▸ REQUIRED TASK:
List each line below that contains the string "photo". The match is case-sensitive.

[Coordinate annotation records]
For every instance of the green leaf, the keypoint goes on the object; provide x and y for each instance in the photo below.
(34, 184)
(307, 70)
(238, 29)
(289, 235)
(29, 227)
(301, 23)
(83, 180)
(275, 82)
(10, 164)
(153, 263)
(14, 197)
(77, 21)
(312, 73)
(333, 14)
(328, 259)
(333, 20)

▸ FINISHED ANSWER:
For every instance of the green leaf, the keypoint goes on the object; provide x and y for each instance in the photo below.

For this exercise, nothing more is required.